Listed entries
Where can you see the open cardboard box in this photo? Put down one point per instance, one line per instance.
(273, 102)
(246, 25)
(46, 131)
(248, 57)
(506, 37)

Prompt
What you give back must match the records word for word.

Finished exercise
Where can you see the open cardboard box in this photo? Put down one point per instance, one line per instance.
(273, 102)
(246, 25)
(46, 131)
(248, 57)
(506, 37)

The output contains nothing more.